_WHAT IS EXPECTED_
Please present the listing below as a Markdown table with columns Row and Line, one numbered row per line, skipping any blank lines and leaving out the pictures.

==== RECORDED INFORMATION ====

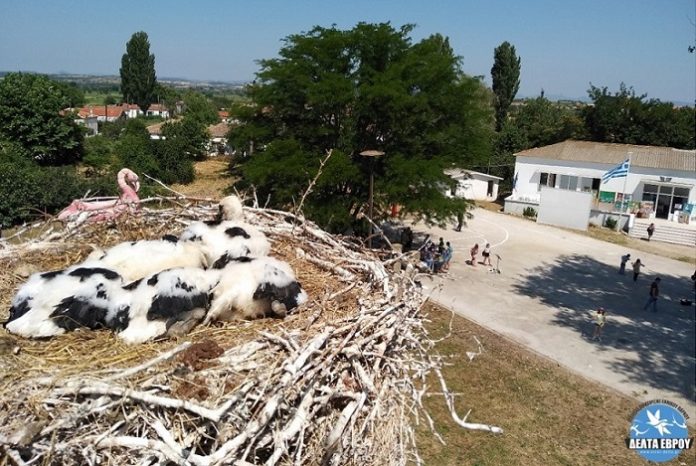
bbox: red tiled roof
[77,105,125,118]
[208,123,230,138]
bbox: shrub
[0,144,118,227]
[522,207,537,218]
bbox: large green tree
[0,73,83,165]
[230,23,493,230]
[491,41,521,131]
[583,83,694,149]
[120,31,157,112]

====

_TASK OUTPUT_
| Row | Line |
|---|---|
| 1 | bbox: red tiled roof |
| 2 | [77,105,125,118] |
| 3 | [208,123,230,138] |
| 4 | bbox: shrub |
| 5 | [0,144,118,227] |
| 6 | [522,207,537,218] |
| 7 | bbox: large green tree |
| 8 | [0,73,83,165] |
| 9 | [230,23,493,230] |
| 10 | [491,41,521,131] |
| 11 | [583,83,694,149] |
| 12 | [120,31,157,112] |